— START OF Document —
The InSAR images that have been coming out from the European and Japanese satellites are astonishing, and give us the most detailed view yet of what happened in the M 7.8 quake.  The satellite images reveal huge changes in land movement across the Hope and Kekerengu faults, as well as several other faults in the region.  To the east of these faults, the land went mostly southwest (see blue area in the figure on the left). In contrast, to the west of these faults the land moved mostly northeastwards (see red area in figure on left). Sharp changes in land movement are visible on the InSAR images, and show us where the faults ruptured to the Earth’s surface.

The satellite images clearly show that Monday’s M7.8 earthquake is one of the most complex earthquakes that has ever been observed. Consistent with observations from geologists of fault displacements on the ground, the InSAR results suggest that the earthquake ruptured at least four different faults, and probably more. The biggest displacements are seen on the Kekerengu, Hope, Hundalee, and Papatea faults.

Scientists at GNS have done computer simulations to replicate the ground displacements observed by the satellites and GPS measurements (GeoNet Story on GPS). To fit the InSAR and GPS displacement data, the computer simulations require up to 10 metres of slip across the Kekerengu fault north of Kaikoura. Our scientists are working hard to pull all of the details that they can out of these exciting and important satellite images to better inform our understanding of what happened in the massive quake.

 

 

A perspective 3-D view towards the east coast of the South Island of the results from the computer simulation to determine the amount of movement on faults in the earthquake.  The model shown fits the InSAR and GPS displacements well. The faults are shown as a mesh of rectangles. The colors show the amount of slip on the faults in the model (in meters).  Some portions of the faults (representing the Kekerengu fault) accommodated up to 10 metres of slip

 

Contact Scientist: Ian Hamling, i.hamling@gns.cri.nz


After the Kaikoura Earthquake, the GNS landslide and paleoseismology teams were quick to take to the air on the 14th November to find evidence of the earthquake effects in the landscape. The team were fascinated by the sights they saw from the helicopter. The effects were widespread over an area of 7,000 km2 with estimates that there has been between 80,000 to 100,000 landslides triggered by the earthquake and subsequent aftershocks.

Along the coastline damage became apparent south from Cape Campbell, becoming more intense south of the Clarence River, with several large (100,000 – 500,000 m3) landslides disrupting both SH1 and SIMT railway (e.g. Ohau Point and Waipapa Bay areas). South of Kaikoura, on the steep slopes near Twin Tunnels, damage was similar to areas north of Kaikoura, again covering and or disrupting both SH1 and SIMT. 

Landslide Dams

Since Tuesday, GNS has been working to compile a complete inventory of landslide dams in the area affected by landslides after the earthquake. This work has two parts. The first involves using remotely sensed imagery to locate landslide dammed lakes in inland areas. The second involves a systematic search of vulnerable areas. 

A satellite image from WorldView-2 image was received and processed. This image covers part of the area north of Kaikoura and has identified 12 landslide dams. Only one was known prior to processing this image.
— END OF Document —
Aim A | Revise the records from the line that contains "Running a dermatology lesion detector. Mark the person" through the line that contains "[125,285,150,329]", changing "jacket" to "coat" and keeping everything else the same. Return only those lines.
— START OF Given entries —
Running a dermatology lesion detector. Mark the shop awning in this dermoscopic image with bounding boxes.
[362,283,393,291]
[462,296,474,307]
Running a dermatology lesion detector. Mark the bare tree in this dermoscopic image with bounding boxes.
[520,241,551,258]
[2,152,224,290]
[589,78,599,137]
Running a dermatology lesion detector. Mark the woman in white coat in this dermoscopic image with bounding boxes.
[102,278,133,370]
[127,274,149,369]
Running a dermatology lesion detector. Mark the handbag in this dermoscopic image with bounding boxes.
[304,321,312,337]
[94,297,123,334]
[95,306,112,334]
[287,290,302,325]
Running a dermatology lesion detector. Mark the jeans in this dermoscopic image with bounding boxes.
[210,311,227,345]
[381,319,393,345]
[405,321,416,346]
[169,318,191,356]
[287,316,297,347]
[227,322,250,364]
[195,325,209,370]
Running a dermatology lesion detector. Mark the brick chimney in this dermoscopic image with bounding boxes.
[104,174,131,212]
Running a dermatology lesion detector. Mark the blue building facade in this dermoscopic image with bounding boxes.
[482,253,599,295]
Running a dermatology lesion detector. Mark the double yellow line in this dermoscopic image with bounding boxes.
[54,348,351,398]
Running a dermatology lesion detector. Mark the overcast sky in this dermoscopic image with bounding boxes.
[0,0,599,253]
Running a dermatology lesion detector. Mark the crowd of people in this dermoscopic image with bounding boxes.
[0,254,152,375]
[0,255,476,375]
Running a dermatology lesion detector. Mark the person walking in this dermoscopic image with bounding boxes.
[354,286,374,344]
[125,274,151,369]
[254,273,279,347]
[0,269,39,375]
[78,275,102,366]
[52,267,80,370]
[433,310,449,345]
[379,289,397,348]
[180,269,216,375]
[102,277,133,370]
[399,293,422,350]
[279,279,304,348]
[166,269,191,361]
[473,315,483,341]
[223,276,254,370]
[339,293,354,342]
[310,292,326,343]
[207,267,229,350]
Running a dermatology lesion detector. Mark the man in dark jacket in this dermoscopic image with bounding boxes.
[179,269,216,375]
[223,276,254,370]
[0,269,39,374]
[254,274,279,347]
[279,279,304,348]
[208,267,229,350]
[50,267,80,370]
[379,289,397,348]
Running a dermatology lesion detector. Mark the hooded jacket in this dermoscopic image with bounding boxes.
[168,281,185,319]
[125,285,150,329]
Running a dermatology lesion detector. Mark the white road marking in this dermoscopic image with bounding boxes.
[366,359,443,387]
— END OF Given entries —
Aim B | Carry on the account of the Kaikoura earthquake's effects from the point where it stops.

Response A |
Running a dermatology lesion detector. Mark the person walking in this dermoscopic image with bounding boxes.
[354,286,374,344]
[125,274,151,369]
[254,273,279,347]
[0,269,39,375]
[78,275,102,366]
[52,267,80,370]
[433,310,449,345]
[379,289,397,348]
[180,269,216,375]
[102,277,133,370]
[399,293,422,350]
[279,279,304,348]
[166,269,191,361]
[473,315,483,341]
[223,276,254,370]
[339,293,354,342]
[310,292,326,343]
[207,267,229,350]
Running a dermatology lesion detector. Mark the man in dark coat in this dermoscopic image with bounding boxes.
[179,269,216,375]
[223,276,254,370]
[0,269,39,374]
[254,274,279,347]
[279,279,304,348]
[208,267,229,350]
[50,267,80,370]
[379,289,397,348]
Running a dermatology lesion detector. Mark the hooded coat in this dermoscopic image with bounding boxes.
[168,281,185,319]
[125,285,150,329]

Response B |
GNS has also started systematically flying landslide affected areas to visually identify landslide dammed lakes. The southeast flank of the Seaward Kaikouras, was flown on the 16th November and seven landslide dams were found. These flights will continue over the next three or four days. The purpose of these flights is to systematically cover affected areas where no data is currently available. The second purpose is to photograph the landslide dams to allow assessment of the hazard at each site.

As the data comes in it is being forwarded to NIWA to undertake dam-break modelling, which will help determine what will happen if the dam-breaks. From this people and assets at risk can be identified.  

 

Safety around Landslides

Please take precautions and stay away from regions of landslides and landslide dams. Avoid rivers or streams that have been blocked by landslides. Stay away from steep cliffs and slopes in the Kaikoura and Marlborough region. 

Director of the Ministry of Civil Defence and Emergency Management, Sarah Stuart-Black, advises that people in those areas to be especially vigilant and to keep clear of river valleys and outlets. Landslide dams can break quickly, and release large volumes of water and sediment as a flood wave. Homes at potential risk have been advised to evacuate.

For more information from the Ministry of Civil Defence and Emergency Management, go to http://www.civildefence.govt.nz/.

 

GeoNet, with funding from LINZ (Land Information New Zealand), operates a large network of continuously recording GPS sites in New Zealand to track land movements on a daily basis.  Within a couple of hours of the M7.8 earthquake, GeoNet was able to use the GPS data to estimate the initial displacements of the Earth’s surface that occurred during the earthquake.  Tracking these types of land movements as the result earthquakes is a critical piece of the puzzle needed to determine which faults ruptured, and by how much.

Shifting of the land near the earthquake

 

 

What the GPS revealed was astonishing. It turns out that the earthquake shifted the land at Cape Campbell (the northeast tip of the South Island) to the north-northeast by more than 2 m, and up vertically by almost 1 m. This means that Cape Campbell is now more than 2 m closer to the North Island than it was before the earthquake. Similarly, Kaikoura has moved to the northeast by nearly a metre, and has been lifted upwards by 70 cm. Hanmer Springs, which was our closest GPS site to the quake epicentre, jumped eastward by approximately 50 cm. All of this movement happened during the earthquake in a matter of seconds.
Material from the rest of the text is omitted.